Can you repeat all of the material below word for word, leaving the pictures out of your answer?

→ **Pointing dataset records**:
▼

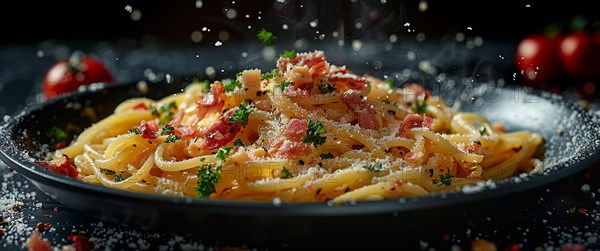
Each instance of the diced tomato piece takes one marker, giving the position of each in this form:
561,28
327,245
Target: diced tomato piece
61,166
361,109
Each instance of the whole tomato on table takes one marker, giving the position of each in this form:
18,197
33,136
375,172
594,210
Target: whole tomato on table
68,75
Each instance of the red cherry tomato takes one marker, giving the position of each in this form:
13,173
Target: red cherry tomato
580,55
537,59
67,75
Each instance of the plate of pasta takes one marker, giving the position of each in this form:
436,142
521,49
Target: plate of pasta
293,146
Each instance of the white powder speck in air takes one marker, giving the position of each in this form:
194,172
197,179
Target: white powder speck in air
136,15
197,36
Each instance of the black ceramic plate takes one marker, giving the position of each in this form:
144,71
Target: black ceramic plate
572,142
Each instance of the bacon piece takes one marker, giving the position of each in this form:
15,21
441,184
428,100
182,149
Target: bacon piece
361,109
302,59
413,121
61,166
345,79
222,132
212,101
36,243
290,143
148,129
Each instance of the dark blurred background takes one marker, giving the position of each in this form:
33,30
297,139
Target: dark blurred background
147,40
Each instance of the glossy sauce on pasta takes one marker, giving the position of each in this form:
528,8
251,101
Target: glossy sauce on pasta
307,130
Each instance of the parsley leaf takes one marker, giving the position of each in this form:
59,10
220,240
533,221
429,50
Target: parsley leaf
240,116
286,173
223,152
283,84
288,54
229,87
374,167
266,37
313,133
326,88
446,179
207,178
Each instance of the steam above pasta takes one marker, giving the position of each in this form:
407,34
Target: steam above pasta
306,131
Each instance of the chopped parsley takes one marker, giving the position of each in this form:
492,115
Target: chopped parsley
326,88
374,167
172,138
223,152
283,84
229,87
288,54
326,156
482,130
420,107
58,134
313,133
240,116
266,37
134,130
165,112
238,142
207,178
286,173
269,75
446,179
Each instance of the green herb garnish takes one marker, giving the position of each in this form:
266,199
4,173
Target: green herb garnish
240,116
286,173
326,88
288,54
374,167
266,37
313,133
223,152
283,84
207,178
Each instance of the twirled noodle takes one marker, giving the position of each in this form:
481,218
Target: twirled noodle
305,131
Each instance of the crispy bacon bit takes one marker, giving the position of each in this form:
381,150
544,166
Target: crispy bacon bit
413,121
344,79
36,243
302,59
148,129
212,101
290,142
140,106
61,166
222,132
80,242
363,110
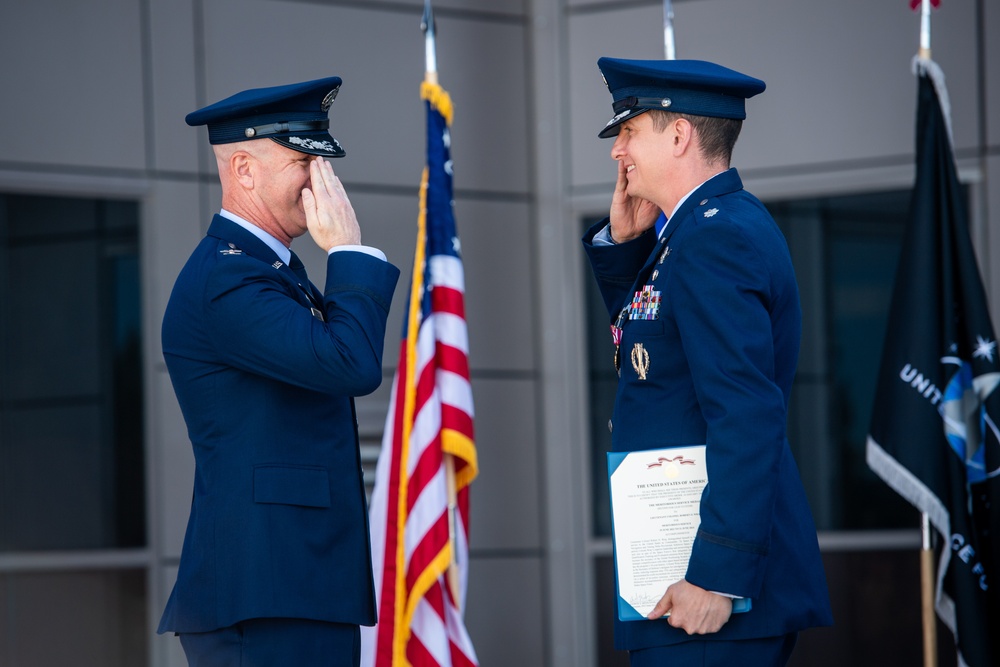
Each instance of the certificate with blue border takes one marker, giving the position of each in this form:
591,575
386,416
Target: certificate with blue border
655,503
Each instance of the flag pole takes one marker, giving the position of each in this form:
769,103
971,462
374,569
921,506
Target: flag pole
430,76
925,30
668,30
927,592
927,583
430,54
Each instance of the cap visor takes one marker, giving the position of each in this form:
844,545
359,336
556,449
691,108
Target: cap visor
612,128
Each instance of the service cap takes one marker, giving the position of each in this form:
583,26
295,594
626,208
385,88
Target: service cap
295,115
693,87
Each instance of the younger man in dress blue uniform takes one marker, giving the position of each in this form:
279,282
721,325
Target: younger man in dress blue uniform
276,565
705,294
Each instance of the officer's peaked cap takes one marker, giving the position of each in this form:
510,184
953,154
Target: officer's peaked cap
295,115
693,87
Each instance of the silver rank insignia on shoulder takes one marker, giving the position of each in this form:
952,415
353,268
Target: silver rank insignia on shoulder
640,360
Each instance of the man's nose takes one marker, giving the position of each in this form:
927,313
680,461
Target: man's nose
618,148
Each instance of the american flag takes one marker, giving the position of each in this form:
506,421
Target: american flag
420,503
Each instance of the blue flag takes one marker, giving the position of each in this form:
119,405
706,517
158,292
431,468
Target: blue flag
934,436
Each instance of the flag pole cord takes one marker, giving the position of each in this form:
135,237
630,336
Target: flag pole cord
927,592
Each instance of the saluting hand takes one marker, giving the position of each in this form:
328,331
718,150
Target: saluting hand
330,217
692,609
630,216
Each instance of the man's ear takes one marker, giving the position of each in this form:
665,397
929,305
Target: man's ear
242,167
683,135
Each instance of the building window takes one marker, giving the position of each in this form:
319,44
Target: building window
72,480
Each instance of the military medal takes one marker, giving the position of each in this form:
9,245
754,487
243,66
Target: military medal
640,360
616,338
645,304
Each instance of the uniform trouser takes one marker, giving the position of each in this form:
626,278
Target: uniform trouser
766,652
275,642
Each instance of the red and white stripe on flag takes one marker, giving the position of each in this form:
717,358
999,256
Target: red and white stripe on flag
419,514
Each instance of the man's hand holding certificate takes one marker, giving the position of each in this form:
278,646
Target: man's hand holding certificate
655,502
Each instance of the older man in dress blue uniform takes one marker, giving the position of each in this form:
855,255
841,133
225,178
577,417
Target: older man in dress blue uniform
276,567
699,285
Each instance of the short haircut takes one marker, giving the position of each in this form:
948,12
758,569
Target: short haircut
716,136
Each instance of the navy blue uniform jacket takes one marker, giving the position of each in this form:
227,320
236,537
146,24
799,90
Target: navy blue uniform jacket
278,524
722,355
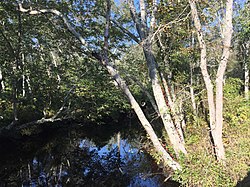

▲

→ **Finished task**:
Each instance of the diced tomato piece takes one marker, giving the position of each in this form:
561,28
327,245
Target: diced tomato piece
61,166
361,109
Each instance of the whole tomato on table takes one marker, giving the position of each in this form:
18,197
33,136
375,172
594,210
Target: whole tomato on table
68,75
Each instance of the red cherry tomato takes one marker, giving the position of each in this form:
13,173
Target: red cherry tomato
580,55
537,59
67,75
Each instance of the plate of pasta takes one marker, giving the position of each in this form:
436,142
521,49
Target: plate of pasta
293,146
Each instance of the white powder speck in air takes one marker, giving the position of each in this form:
194,172
197,179
Target: white powder speck in air
136,15
197,36
Each instance of the black ceramic plate takes one marker, giving the position of each in this form:
144,71
Target: black ceramic plate
572,142
Each instance of the bacon piece takes one marker, giving the position of each in this form:
15,21
441,184
428,100
182,149
Target: bacon piece
361,109
302,59
413,121
61,166
345,79
222,132
212,101
36,243
290,143
148,129
Each instance of the dark blurred background takes one marker, giving the position of each in this form:
33,30
297,139
Target: dark blurred background
147,40
Each instance of the glossy sauce on pasta takes one marker, giving the position of each in this form:
528,8
251,101
Target: glossy sauce on pasta
307,130
Each instance of the parsley leaf takes one marker, giving the position of each in this form:
59,10
220,240
533,221
429,50
Target: parsley leaf
240,116
286,173
223,152
283,84
288,54
229,87
374,167
266,37
313,133
326,88
446,179
207,178
Each instance of the steam above pasta takes one marker, giving the position of each in this form:
407,34
Target: steam above pasta
306,131
Each instance of the chopped parsley takes one marker, giving the position of each in this form:
492,115
Target: chopped parsley
326,88
374,167
172,138
223,152
283,84
229,87
288,54
326,156
482,130
420,107
58,134
313,133
240,116
266,37
134,130
165,112
238,142
207,178
286,173
269,75
446,179
Each instance of the green herb garnish takes one marker, giving the position of each in this form:
266,199
4,173
Target: green herb garnish
240,116
286,173
326,88
288,54
374,167
266,37
313,133
223,152
283,84
207,178
Each instance of the twirled noodle takes one marker, giving the position of each in this form:
481,218
Target: twirled noodle
305,131
Each instance of the crispy bacon bit takes one marker, giving the position of each in this form:
381,150
544,166
Target: crispy bacon bit
413,121
344,79
36,243
302,59
148,129
212,101
290,142
140,106
61,166
222,132
80,242
363,110
Each instance of the certificate with blue border takes one marker, giving the position of each in this form:
591,575
386,416
Target: certificate with blue border
655,503
Each instance of the flag pole takes one marker, giving the position of each in this form:
769,103
971,462
374,569
921,506
Target: flag pole
430,76
925,30
668,30
927,592
927,583
430,54
Each instance of the cap visor takes one marker, giving the position of each in this form:
844,545
359,336
556,449
691,108
Target: cap visor
612,128
Each instance of the service cap takes one marker, giving the position of each in this form:
583,26
295,594
626,208
385,88
Target: service cap
295,115
693,87
Each instance of the younger man in dress blue uniform takes one marker, giving the position of each in this form:
279,282
721,325
Target: younger man in dress blue uniform
276,565
705,294
Each instance of the officer's peaked cap takes one marker, giving the position of each in this form:
510,184
953,154
Target: officer's peaked cap
295,115
693,87
Each instance of the silver rank insignia on shoulder takes one marker, giving the position of each in this form:
952,415
353,268
Target: silver rank insignia on shoulder
640,360
Each instance of the man's nose takes one marker, giving the position of each in this form:
927,313
680,461
Target: man's nose
618,148
Each instance of the american flag takes one marker, giving the position of each in this form:
506,421
Target: american flag
420,503
Each instance of the blue flag takes one marker, giving the position of each in this form:
119,405
706,517
158,292
431,468
Target: blue flag
934,436
Each instance of the flag pole cord takes one marker, giving the position of each in this form:
135,237
630,336
Target: flag pole cord
927,592
Each instance of the saluting hand takes one marker, giving the position of each in this form:
328,331
718,150
Target: saluting hand
330,217
692,609
630,216
Each instance of the man's ear takes one marker, giving the position of each in this form:
665,397
929,305
Target: man's ear
242,167
683,135
Each instance of the building window takes one marker, giving the position of each in this form:
319,44
Target: building window
72,480
Each instance of the military medal takes one marker, giving the position of each in this form:
9,245
754,487
243,66
Target: military medal
640,360
616,338
645,304
Each instance of the uniform trouser takes one marker, giving the position of each in this form:
626,278
Target: uniform trouser
766,652
275,642
Each instance of the red and white stripe on flag takes one marker, giving the position of each in this form:
717,358
999,256
Target: red and white stripe on flag
419,514
Each instance of the man's hand holding certificate takes one marker, giving the position of each in this form:
278,646
Target: man's hand holding certificate
655,502
Each instance of the older man in dress blue uniform takes one marker, giving the position of each in this form:
855,255
841,133
225,178
577,417
Target: older man in dress blue uniform
276,567
699,285
Each instance of the short haircut takes one marker, giving the position of each in this form:
948,12
758,569
Target: short haircut
716,136
Each instance of the navy blue uniform jacket takes one marker, giving the position of each in this form:
227,320
236,537
146,24
799,90
Target: navy blue uniform jacket
278,524
722,355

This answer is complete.